Leave out the images; return the rest of the data exactly.

[start]

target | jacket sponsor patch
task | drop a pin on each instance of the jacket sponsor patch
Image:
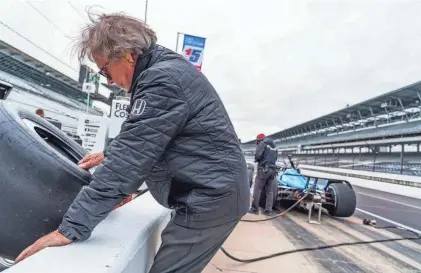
(138, 107)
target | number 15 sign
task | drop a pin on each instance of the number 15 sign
(193, 47)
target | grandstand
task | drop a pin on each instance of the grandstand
(380, 134)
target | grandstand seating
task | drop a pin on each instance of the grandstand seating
(411, 127)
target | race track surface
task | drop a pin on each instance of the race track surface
(250, 240)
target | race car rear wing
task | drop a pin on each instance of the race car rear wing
(5, 89)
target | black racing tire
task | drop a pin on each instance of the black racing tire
(345, 200)
(39, 178)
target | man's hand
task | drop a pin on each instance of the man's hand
(125, 201)
(91, 160)
(55, 238)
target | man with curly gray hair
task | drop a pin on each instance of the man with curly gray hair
(178, 138)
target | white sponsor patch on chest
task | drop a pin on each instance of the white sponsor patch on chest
(138, 107)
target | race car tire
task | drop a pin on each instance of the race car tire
(39, 178)
(345, 200)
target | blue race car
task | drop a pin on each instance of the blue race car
(336, 196)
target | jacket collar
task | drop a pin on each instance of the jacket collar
(143, 62)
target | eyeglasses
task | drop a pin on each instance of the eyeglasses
(104, 71)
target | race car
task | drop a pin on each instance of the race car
(336, 196)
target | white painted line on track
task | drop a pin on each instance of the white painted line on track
(389, 200)
(388, 220)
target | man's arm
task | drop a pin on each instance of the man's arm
(259, 151)
(130, 157)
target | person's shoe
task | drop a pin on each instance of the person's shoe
(267, 213)
(253, 211)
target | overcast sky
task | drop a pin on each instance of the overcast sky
(274, 63)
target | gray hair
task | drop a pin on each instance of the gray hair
(113, 36)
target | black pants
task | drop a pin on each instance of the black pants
(263, 178)
(187, 250)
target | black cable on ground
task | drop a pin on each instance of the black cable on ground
(317, 248)
(371, 223)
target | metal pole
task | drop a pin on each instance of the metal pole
(402, 150)
(176, 45)
(146, 11)
(87, 102)
(374, 159)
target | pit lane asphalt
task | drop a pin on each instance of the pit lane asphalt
(400, 209)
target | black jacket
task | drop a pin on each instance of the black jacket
(266, 153)
(179, 139)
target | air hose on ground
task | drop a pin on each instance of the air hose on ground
(371, 223)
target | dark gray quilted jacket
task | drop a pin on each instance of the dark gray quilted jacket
(179, 139)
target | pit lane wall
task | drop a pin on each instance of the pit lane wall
(126, 241)
(393, 183)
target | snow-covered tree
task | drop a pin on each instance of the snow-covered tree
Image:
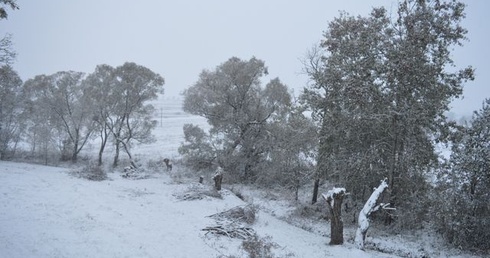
(380, 88)
(254, 129)
(100, 86)
(7, 55)
(11, 123)
(119, 99)
(60, 99)
(463, 193)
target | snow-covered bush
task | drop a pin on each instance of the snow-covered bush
(91, 171)
(463, 193)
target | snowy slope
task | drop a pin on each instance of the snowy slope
(47, 212)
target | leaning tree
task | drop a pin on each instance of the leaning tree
(380, 87)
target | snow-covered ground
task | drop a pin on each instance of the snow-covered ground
(47, 212)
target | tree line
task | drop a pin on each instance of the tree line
(380, 88)
(61, 112)
(375, 107)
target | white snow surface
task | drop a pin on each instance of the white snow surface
(47, 212)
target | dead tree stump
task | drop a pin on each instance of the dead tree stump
(218, 178)
(315, 191)
(334, 199)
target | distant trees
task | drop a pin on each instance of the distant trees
(463, 188)
(7, 3)
(11, 125)
(380, 89)
(60, 97)
(66, 108)
(247, 121)
(7, 55)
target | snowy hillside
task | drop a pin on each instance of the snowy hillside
(47, 212)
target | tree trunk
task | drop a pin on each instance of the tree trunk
(315, 191)
(218, 178)
(366, 211)
(116, 155)
(334, 199)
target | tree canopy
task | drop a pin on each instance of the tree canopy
(381, 87)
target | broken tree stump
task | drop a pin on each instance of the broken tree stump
(334, 199)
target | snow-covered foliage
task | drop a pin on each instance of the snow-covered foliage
(380, 88)
(46, 212)
(463, 191)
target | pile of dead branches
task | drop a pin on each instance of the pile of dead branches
(234, 223)
(231, 232)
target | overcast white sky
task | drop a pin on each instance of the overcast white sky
(178, 39)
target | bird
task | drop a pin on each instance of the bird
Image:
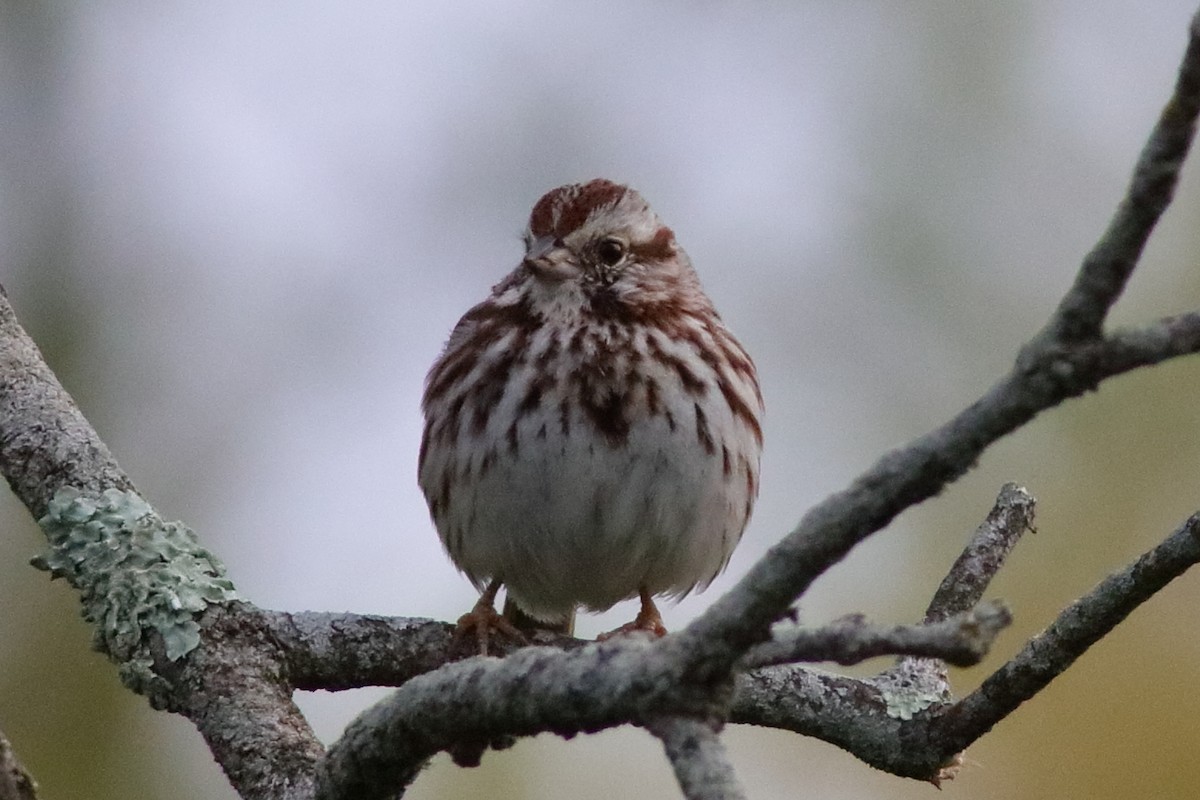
(593, 431)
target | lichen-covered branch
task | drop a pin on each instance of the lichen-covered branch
(1078, 627)
(535, 690)
(145, 584)
(963, 639)
(232, 668)
(699, 758)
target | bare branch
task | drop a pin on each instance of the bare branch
(963, 639)
(1080, 316)
(1078, 627)
(1049, 371)
(699, 758)
(45, 439)
(984, 554)
(532, 691)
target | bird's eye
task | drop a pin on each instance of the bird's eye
(611, 251)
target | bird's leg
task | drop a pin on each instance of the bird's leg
(648, 619)
(483, 619)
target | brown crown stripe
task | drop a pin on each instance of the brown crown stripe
(563, 210)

[end]

--- ANSWER FOR THE TASK ---
target | jacket sponsor patch
task | drop a pin on each instance of the jacket sponsor patch
Image:
(138, 107)
target | number 15 sign
task | drop a pin on each instance of the number 15 sign
(193, 47)
target | grandstand
task | drop a pin on each instance of the grandstand
(380, 134)
target | grandstand seating
task | drop a pin on each instance of the grandstand seating
(411, 127)
target | race track surface
task | drop a pin on each instance of the race track surface
(250, 240)
target | race car rear wing
task | drop a pin on each instance of the race car rear wing
(5, 89)
target | black racing tire
task | drop a pin on each instance of the black racing tire
(345, 200)
(39, 178)
target | man's hand
task | drop a pin on each instance of the man's hand
(125, 201)
(91, 160)
(55, 238)
target | man with curly gray hair
task | drop a pin on each instance of the man with curly gray hair
(178, 138)
target | white sponsor patch on chest
task | drop a pin on each instance of the white sponsor patch on chest
(138, 107)
target | race car tire
task | drop a pin on each instance of the race car tire
(39, 178)
(345, 200)
target | blue race car
task | drop a pin on each instance of the blue race car
(336, 196)
target | jacket collar
task | drop a pin on each instance of the jacket collar
(143, 62)
target | eyeglasses
task | drop a pin on each instance of the eyeglasses
(104, 71)
target | race car
task | drop a pin on each instance of the race car
(336, 196)
target | white painted line on track
task | drop a pin on each instance of the white painted line on track
(389, 200)
(388, 220)
target | man's arm
task | drop a pin on each instance of the man's arm
(259, 151)
(130, 157)
target | person's shoe
task | drop a pin on each instance of the person's shoe
(267, 213)
(253, 211)
target | overcast sky
task | drop a pin on each instance of the overcast sky
(274, 63)
target | gray hair
task | drop a pin on each instance of the gray hair
(113, 36)
target | black pants
task | drop a pin on each instance of the black pants
(263, 178)
(187, 250)
target | black cable on ground
task | drop a pin on each instance of the black cable on ground
(317, 248)
(371, 223)
target | metal pole
task | drop a pin on each instance of the metal pole
(402, 150)
(176, 45)
(146, 11)
(87, 102)
(374, 159)
target | pit lane asphalt
task | drop a pin on each instance of the pit lane asphalt
(400, 209)
target | black jacket
task | drop a pin on each instance of the black jacket
(266, 153)
(179, 139)
target | air hose on ground
task | drop a pin on each instance of the air hose on ground
(371, 223)
target | dark gray quilted jacket
task | drop a pin on each instance of the dark gray quilted jacket
(179, 139)
target | pit lane wall
task | drop a pin on each instance of the pit lane wall
(126, 241)
(393, 183)
target | snow-covered tree
task | drop a pin on each instance of the snow-covered tree
Image:
(380, 88)
(254, 129)
(100, 86)
(7, 55)
(11, 123)
(119, 99)
(60, 99)
(463, 193)
target | snow-covered bush
task | drop a pin on each instance of the snow-covered bush
(91, 171)
(463, 193)
target | snowy slope
task | drop a pin on each instance of the snowy slope
(47, 212)
target | leaning tree
task | drop a pin on each instance of the leaning tree
(380, 87)
target | snow-covered ground
task | drop a pin on each instance of the snow-covered ground
(47, 212)
target | tree line
task | drop a pin on each instance of the tree line
(380, 88)
(61, 112)
(375, 107)
target | white snow surface
task | drop a pin on each instance of the white snow surface
(47, 212)
target | dead tree stump
task | drop a pin on each instance of the dead tree stump
(218, 178)
(315, 191)
(334, 199)
target | distant trees
task | drop a pin on each instance of the distant trees
(463, 188)
(7, 3)
(11, 125)
(380, 89)
(60, 97)
(66, 108)
(247, 121)
(7, 55)
target | snowy hillside
task | drop a pin on each instance of the snowy hillside
(47, 212)
target | tree trunk
task | drop a pin on each instance of the tree trunk
(315, 191)
(218, 178)
(366, 211)
(116, 155)
(334, 199)
target | tree canopy
task | drop a pin on each instance of the tree canopy
(381, 87)
target | broken tree stump
task | drop a pin on each instance of the broken tree stump
(334, 199)
target | snow-covered foliage
task | drop a pin on each instance of the snow-covered foliage
(380, 88)
(46, 212)
(463, 191)
target | pile of dead branches
task | drop a pin on each instance of the pile of dead branches
(234, 223)
(231, 232)
target | overcast white sky
task | drop a pin on each instance of the overcast white sky
(178, 39)
target | bird
task | drop a pin on each instance of the bird
Image:
(593, 431)
target | lichen-covered branch
task | drop a pin on each instance of the lichen-covered branch
(1078, 627)
(535, 690)
(145, 584)
(963, 639)
(232, 668)
(699, 758)
target | bare branch
task | drop a pin on each instance of the bare branch
(963, 639)
(1080, 316)
(1078, 627)
(1049, 371)
(699, 758)
(45, 439)
(984, 554)
(532, 691)
target | bird's eye
task | drop a pin on each instance of the bird's eye
(611, 251)
target | bird's leg
task | drop a pin on each instance of the bird's leg
(648, 619)
(483, 619)
target | brown crown stripe
task | drop a pin on each instance of the brown crown stripe
(563, 210)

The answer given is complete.